Einträge im Datensatz:

_ _ _ _ _

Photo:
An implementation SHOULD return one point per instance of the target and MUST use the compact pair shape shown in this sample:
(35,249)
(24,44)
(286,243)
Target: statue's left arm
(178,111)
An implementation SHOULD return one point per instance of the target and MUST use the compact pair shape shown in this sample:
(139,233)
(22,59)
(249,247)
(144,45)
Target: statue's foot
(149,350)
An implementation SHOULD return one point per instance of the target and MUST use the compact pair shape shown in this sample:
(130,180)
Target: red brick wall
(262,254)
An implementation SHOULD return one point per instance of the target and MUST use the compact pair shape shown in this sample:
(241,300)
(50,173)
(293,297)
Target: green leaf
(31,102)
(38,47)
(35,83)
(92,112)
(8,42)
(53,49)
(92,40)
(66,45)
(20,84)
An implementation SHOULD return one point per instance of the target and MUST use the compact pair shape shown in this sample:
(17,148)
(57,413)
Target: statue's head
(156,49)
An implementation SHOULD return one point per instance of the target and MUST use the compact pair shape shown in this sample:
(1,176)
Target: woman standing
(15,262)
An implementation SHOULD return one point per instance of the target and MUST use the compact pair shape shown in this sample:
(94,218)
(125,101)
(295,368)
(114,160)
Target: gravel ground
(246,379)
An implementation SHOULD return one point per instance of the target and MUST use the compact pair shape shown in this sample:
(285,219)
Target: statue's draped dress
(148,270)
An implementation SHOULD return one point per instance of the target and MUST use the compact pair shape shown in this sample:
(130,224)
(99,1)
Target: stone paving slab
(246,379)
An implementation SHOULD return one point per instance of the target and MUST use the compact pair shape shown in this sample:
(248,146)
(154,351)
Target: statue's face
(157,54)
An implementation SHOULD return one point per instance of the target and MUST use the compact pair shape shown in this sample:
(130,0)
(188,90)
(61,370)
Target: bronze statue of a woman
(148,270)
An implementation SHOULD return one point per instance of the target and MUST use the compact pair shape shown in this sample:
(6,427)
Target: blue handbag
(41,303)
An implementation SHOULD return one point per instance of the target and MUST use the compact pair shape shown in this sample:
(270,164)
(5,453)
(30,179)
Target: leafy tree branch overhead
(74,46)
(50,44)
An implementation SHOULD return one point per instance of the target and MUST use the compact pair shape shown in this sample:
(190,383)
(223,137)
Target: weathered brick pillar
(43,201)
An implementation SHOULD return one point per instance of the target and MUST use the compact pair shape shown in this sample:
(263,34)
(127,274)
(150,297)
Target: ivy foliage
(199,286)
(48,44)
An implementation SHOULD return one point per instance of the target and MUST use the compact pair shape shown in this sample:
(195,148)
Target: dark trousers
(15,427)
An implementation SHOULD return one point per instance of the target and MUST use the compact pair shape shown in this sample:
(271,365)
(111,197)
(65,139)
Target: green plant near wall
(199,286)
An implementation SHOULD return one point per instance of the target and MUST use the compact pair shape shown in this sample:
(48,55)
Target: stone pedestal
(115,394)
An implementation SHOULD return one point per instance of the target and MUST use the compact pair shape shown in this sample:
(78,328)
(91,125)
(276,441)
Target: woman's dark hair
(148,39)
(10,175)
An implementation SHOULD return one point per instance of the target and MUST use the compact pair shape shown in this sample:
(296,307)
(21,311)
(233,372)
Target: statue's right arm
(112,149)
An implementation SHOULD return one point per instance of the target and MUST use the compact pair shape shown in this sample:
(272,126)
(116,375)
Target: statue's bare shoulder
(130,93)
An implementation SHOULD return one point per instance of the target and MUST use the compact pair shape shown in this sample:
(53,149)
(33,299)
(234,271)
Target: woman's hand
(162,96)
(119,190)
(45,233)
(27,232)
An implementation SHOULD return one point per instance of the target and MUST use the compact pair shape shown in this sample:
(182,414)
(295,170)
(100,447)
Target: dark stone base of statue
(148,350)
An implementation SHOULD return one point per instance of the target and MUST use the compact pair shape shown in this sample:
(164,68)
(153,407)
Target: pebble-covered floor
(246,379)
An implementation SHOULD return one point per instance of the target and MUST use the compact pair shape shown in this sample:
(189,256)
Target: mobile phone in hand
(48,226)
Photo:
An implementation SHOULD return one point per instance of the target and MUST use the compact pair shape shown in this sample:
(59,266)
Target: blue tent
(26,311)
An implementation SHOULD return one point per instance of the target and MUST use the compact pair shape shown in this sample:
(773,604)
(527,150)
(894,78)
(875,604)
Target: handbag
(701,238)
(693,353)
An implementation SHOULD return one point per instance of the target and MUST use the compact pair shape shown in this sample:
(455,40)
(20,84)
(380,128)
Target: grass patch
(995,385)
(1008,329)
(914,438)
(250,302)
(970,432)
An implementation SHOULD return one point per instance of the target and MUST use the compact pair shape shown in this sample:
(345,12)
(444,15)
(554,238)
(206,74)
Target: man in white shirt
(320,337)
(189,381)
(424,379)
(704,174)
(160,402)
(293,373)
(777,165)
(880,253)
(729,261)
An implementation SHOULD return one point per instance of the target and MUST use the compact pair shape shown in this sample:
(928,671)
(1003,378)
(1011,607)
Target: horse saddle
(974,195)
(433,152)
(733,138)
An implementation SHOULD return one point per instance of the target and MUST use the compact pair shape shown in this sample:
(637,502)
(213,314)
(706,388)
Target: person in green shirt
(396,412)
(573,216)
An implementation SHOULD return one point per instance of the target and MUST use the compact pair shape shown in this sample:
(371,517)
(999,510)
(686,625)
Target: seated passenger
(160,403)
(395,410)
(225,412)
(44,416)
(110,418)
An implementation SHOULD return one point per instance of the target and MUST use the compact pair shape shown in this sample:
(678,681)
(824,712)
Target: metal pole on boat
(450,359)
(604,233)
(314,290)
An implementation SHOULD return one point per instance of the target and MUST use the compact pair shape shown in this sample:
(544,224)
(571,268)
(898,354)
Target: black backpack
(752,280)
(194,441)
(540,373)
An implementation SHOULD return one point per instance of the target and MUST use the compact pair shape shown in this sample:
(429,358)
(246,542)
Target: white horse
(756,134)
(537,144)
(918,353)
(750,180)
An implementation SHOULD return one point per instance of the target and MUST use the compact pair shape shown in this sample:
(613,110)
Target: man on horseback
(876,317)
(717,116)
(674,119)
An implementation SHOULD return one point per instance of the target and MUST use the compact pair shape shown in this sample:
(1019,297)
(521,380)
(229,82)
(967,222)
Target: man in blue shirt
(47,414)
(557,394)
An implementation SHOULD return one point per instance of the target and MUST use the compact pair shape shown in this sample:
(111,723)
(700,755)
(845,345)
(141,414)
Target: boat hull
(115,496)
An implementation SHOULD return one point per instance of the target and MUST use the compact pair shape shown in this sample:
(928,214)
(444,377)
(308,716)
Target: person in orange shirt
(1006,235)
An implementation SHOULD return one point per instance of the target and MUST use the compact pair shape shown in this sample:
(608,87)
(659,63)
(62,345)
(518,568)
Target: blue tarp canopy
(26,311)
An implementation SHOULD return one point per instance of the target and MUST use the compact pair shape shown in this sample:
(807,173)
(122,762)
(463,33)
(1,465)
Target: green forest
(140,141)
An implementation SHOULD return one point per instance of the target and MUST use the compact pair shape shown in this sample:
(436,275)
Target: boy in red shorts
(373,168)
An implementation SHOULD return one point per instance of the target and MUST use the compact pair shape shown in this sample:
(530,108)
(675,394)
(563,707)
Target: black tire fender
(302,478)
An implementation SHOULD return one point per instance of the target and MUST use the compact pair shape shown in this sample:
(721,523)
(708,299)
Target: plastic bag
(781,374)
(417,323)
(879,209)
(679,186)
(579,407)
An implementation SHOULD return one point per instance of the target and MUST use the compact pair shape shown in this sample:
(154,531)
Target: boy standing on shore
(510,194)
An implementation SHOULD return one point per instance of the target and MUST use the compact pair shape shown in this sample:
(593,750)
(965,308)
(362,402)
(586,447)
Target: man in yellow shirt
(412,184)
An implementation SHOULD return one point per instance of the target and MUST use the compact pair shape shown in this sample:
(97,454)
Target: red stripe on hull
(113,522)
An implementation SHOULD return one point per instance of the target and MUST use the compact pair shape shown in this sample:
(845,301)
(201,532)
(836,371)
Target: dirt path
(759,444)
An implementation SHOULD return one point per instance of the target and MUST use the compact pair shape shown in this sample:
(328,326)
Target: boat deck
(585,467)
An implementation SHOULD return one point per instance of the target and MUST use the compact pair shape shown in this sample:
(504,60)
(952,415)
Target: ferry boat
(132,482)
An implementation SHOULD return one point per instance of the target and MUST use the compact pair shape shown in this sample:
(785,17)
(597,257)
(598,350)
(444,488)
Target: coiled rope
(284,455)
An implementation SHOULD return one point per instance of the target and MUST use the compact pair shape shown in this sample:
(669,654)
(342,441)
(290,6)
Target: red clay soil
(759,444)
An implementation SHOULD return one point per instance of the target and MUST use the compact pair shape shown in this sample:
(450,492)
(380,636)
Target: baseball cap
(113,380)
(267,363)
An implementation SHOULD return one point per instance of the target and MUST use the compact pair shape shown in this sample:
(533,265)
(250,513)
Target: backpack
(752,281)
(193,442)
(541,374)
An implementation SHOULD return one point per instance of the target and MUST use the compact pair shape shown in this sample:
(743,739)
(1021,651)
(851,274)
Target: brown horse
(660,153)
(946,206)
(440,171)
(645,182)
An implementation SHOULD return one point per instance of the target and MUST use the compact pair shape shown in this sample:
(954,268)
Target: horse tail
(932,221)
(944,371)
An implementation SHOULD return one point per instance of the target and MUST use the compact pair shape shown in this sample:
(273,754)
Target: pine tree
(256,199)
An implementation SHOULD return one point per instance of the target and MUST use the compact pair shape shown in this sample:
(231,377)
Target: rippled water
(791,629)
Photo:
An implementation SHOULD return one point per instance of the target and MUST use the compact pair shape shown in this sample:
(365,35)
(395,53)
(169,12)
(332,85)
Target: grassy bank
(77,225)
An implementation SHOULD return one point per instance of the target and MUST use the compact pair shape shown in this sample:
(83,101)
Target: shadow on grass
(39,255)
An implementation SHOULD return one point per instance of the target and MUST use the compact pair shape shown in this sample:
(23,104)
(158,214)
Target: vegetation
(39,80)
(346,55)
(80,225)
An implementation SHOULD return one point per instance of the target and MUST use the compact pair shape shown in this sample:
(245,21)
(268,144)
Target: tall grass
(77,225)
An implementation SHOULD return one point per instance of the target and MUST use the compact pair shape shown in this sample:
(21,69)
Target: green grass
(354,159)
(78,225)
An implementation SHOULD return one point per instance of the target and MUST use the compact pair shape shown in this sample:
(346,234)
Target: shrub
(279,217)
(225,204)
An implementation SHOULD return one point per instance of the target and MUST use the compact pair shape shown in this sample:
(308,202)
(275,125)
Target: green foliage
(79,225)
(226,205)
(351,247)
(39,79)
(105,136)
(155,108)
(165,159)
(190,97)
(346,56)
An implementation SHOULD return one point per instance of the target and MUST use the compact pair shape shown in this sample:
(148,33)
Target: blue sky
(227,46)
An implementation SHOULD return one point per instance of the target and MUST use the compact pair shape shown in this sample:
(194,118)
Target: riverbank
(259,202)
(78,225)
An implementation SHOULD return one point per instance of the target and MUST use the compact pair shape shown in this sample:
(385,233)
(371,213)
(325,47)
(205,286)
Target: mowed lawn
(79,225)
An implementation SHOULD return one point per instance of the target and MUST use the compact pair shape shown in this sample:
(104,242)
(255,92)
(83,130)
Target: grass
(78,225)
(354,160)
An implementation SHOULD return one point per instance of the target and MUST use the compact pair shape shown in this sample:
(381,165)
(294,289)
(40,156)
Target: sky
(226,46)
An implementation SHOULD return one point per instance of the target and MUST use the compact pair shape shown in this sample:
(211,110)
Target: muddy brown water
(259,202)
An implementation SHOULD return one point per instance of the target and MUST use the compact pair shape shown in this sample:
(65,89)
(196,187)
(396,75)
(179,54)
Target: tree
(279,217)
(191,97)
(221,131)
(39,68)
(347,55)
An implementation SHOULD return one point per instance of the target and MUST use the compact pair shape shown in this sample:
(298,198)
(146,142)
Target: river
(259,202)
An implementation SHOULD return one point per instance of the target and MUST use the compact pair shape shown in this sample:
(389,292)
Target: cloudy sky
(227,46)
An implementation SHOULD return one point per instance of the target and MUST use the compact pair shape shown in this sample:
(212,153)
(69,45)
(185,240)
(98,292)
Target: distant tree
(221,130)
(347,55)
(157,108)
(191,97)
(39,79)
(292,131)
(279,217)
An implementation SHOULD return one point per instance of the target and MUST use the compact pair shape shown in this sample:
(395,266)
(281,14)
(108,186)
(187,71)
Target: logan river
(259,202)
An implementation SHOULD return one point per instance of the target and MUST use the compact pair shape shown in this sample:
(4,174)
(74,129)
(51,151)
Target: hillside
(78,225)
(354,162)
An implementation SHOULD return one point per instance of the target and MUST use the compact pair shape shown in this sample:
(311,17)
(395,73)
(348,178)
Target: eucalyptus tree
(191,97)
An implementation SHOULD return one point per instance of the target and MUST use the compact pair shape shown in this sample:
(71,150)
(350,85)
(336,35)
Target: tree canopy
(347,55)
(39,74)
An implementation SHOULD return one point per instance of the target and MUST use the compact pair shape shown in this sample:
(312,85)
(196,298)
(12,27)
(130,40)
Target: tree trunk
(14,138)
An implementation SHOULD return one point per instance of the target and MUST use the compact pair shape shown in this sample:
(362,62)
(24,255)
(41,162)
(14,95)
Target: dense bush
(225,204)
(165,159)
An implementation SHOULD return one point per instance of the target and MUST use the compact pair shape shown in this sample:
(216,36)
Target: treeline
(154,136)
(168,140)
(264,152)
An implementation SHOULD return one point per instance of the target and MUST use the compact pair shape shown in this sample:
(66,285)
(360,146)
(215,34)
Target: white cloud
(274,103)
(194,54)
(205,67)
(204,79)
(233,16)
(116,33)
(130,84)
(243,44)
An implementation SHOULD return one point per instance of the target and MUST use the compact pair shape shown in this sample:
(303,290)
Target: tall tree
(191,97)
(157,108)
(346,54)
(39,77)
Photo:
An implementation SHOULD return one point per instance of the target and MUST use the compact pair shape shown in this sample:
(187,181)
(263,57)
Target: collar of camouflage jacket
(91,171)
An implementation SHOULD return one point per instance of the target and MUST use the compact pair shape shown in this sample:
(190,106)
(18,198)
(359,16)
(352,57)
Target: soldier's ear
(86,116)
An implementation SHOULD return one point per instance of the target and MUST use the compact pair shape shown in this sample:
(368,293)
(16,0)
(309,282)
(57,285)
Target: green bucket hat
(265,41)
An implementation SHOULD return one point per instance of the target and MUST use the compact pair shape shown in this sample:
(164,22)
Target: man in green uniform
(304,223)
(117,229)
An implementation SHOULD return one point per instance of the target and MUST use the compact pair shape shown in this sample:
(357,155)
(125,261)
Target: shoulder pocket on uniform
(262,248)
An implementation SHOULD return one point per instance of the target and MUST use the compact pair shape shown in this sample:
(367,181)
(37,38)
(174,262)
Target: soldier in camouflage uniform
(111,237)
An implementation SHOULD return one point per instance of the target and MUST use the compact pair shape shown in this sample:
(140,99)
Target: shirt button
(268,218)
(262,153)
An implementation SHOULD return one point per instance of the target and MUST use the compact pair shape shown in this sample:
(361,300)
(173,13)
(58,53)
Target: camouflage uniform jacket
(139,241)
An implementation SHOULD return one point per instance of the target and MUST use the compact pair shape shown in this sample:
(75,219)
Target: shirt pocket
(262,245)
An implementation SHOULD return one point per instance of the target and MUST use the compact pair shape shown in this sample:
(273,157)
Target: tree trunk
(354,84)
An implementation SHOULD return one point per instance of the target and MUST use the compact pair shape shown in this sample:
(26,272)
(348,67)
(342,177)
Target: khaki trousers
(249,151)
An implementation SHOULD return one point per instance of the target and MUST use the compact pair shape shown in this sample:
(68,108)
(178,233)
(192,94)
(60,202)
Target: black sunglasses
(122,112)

_ _ _ _ _

*Aufgabe und Anforderungen*.
Filtere aus dem Material jede Zeile heraus, in der das Wort "foliage" vorkommt, und gib diese Zeilen wortgetreu aus.

*Antwort zur Übung*.
Target: ivy foliage
Target: green foliage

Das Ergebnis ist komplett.